▸ RECORDS SUPPLIED:
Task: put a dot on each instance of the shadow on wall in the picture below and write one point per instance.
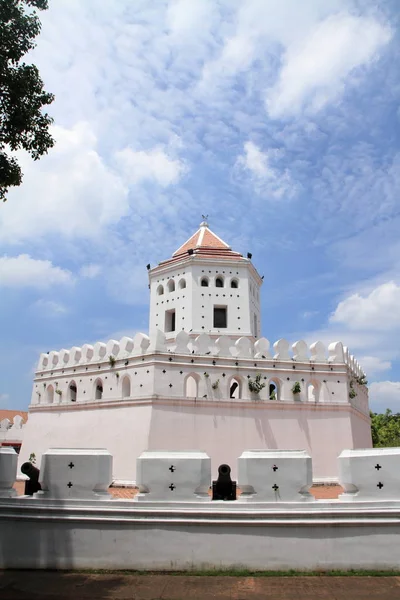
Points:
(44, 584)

--

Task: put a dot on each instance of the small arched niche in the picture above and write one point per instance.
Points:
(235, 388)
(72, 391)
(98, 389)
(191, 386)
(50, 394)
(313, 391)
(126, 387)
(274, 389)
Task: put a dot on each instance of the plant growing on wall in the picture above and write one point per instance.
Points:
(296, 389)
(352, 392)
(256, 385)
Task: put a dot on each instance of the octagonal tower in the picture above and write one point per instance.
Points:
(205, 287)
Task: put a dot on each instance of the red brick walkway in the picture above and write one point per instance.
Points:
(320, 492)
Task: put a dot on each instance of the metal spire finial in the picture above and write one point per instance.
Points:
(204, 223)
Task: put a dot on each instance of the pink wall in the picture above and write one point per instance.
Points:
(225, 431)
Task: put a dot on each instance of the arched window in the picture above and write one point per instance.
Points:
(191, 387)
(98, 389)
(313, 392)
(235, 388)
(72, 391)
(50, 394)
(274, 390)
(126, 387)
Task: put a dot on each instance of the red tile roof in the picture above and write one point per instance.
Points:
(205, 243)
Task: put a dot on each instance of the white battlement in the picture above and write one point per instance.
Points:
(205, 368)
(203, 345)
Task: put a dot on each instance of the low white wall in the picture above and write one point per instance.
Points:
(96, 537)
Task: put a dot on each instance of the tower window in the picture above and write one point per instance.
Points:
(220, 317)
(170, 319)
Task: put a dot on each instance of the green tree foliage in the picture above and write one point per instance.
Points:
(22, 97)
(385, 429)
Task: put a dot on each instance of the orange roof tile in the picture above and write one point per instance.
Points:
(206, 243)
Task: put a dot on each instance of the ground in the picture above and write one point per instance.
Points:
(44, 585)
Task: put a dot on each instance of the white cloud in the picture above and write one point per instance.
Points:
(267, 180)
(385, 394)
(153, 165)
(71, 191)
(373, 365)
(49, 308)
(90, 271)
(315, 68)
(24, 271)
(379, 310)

▸ EXERCISE INSTRUCTIONS:
What lines in the listing include the string "wall"? Copy them out.

▸ ANSWER SECTION:
Task: put a dot on each instance of the shadow on wall in the picture below and write one point per instance.
Task: put a dot on each instance of the plant growing on wall in the picture above and write one point per instance.
Task: put a dot on each instance of the pink wall in the picture above and write one point per instance.
Task: put a dot on each instance of the low white wall in the picture above and write one point per instance.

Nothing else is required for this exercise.